** Referring expression data **
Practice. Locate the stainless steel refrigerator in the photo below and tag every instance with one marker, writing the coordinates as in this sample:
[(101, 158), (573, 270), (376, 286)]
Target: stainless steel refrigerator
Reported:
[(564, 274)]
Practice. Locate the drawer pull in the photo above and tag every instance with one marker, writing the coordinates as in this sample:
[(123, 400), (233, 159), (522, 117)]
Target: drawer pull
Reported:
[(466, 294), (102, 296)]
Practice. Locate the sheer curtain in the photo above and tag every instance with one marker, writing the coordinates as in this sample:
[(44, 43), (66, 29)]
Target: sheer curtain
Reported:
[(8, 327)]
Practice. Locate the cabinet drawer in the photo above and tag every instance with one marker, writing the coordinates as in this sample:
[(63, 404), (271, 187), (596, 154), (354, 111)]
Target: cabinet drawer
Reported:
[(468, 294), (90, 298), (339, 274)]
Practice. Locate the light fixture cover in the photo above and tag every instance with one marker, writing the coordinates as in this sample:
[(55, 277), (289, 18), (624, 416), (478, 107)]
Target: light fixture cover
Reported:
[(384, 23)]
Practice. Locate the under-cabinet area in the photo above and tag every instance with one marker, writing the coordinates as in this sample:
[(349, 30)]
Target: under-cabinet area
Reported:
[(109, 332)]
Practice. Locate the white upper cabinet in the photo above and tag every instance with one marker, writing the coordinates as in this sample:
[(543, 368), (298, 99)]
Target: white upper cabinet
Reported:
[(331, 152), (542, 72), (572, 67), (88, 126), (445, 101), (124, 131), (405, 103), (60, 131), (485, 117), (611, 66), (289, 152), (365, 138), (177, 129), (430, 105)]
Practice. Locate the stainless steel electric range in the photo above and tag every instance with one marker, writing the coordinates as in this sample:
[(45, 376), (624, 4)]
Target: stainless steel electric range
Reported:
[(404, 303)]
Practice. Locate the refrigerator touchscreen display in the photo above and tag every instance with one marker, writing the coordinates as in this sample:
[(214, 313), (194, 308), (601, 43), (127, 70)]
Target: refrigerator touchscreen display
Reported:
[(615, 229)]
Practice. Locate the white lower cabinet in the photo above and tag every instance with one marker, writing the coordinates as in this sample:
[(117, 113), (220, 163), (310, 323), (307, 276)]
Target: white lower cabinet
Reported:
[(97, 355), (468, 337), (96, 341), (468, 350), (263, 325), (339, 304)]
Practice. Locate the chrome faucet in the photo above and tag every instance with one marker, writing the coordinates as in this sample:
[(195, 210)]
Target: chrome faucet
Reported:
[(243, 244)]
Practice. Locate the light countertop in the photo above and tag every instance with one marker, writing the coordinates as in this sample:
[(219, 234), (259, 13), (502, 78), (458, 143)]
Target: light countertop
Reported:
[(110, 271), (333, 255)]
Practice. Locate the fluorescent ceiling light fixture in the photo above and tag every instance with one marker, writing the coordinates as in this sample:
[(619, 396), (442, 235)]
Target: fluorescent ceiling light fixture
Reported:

** What the exercise asks **
An accurate, complete transcription of the records above is needed.

** Result below **
Practice. Locate the stainless steel refrigerator in the photo below and tag every instance with one marker, writing the coordinates as in this sample:
[(101, 158), (573, 270), (376, 286)]
Target: stainless steel refrigerator
Reported:
[(564, 274)]
Practice. Locate the drawer pull in the photo above and tag every instance with one marker, writing the coordinates as in this sample:
[(123, 400), (233, 159), (522, 117)]
Target: drawer pull
Reported:
[(466, 294), (102, 296)]
Practice. Locate the sheer curtain in the photo above and tag every instance with one marker, writing the coordinates as in this sample:
[(44, 43), (66, 29)]
Target: sheer curtain
Reported:
[(8, 327)]
Practice. Locate the cabinet drawer in the photo above and tag every instance with one marker, writing the coordinates as in this sample:
[(63, 404), (271, 187), (596, 154), (354, 111)]
Target: cabinet drawer
Reported:
[(468, 294), (90, 298), (339, 274)]
Practice. Locate the light fixture cover in the photo above and tag every instance with one marker, writing the coordinates as in this sample:
[(55, 277), (289, 18), (624, 416), (478, 107)]
Target: light fixture cover
Reported:
[(384, 23)]
Practice. Locate the under-cabinet area in the photo above and tag every instance with one marker, writing the coordinates as in this sample:
[(349, 30)]
Target: under-cabinet area
Reported:
[(109, 332)]
Practice. Locate the white upper cabinet in the photo above and tag every instance with one marker, writing the coordinates as in this sample:
[(543, 368), (298, 99)]
Target: white upper cabinet
Reported:
[(331, 152), (542, 72), (572, 67), (88, 126), (445, 101), (124, 131), (405, 103), (60, 131), (485, 117), (611, 66), (289, 152), (365, 138), (177, 129), (430, 105)]
Practice. Locate the stainless steel electric range in the photo above and tag every instance with one marker, writing the coordinates as in this sample:
[(45, 376), (624, 4)]
Target: stainless steel electric range
Reported:
[(404, 303)]
Practice. Locate the refrigerator touchscreen display in the photo above and tag every instance with one marker, writing the coordinates as in this sample:
[(214, 313), (194, 308), (601, 43), (127, 70)]
Target: refrigerator touchscreen display
Reported:
[(615, 229)]
Practice. Locate the white lower cabinet in the photo above and tag every instance with one marker, writing the coordinates as in this sample:
[(117, 113), (220, 163), (310, 323), (307, 276)]
Target: white lower cabinet
Reported:
[(97, 355), (468, 337), (96, 341), (468, 350), (263, 325), (339, 304)]
Practice. Locate the chrome faucet in the photo above and tag every instance with one marker, writing the coordinates as in this sample:
[(195, 210)]
Target: chrome faucet
Reported:
[(243, 244)]
Practice. Locate the light countertop in the photo above and tag every instance with one marker, writing the coordinates as in this sample:
[(219, 234), (259, 13), (502, 78), (458, 143)]
Target: light countertop
Reported:
[(110, 271), (333, 255)]
Practice. Locate the fluorescent ceiling light fixture in the photo above and tag every instance with one marker, writing the coordinates as in this sample:
[(619, 396), (442, 235)]
Target: fluorescent ceiling light fixture
Reported:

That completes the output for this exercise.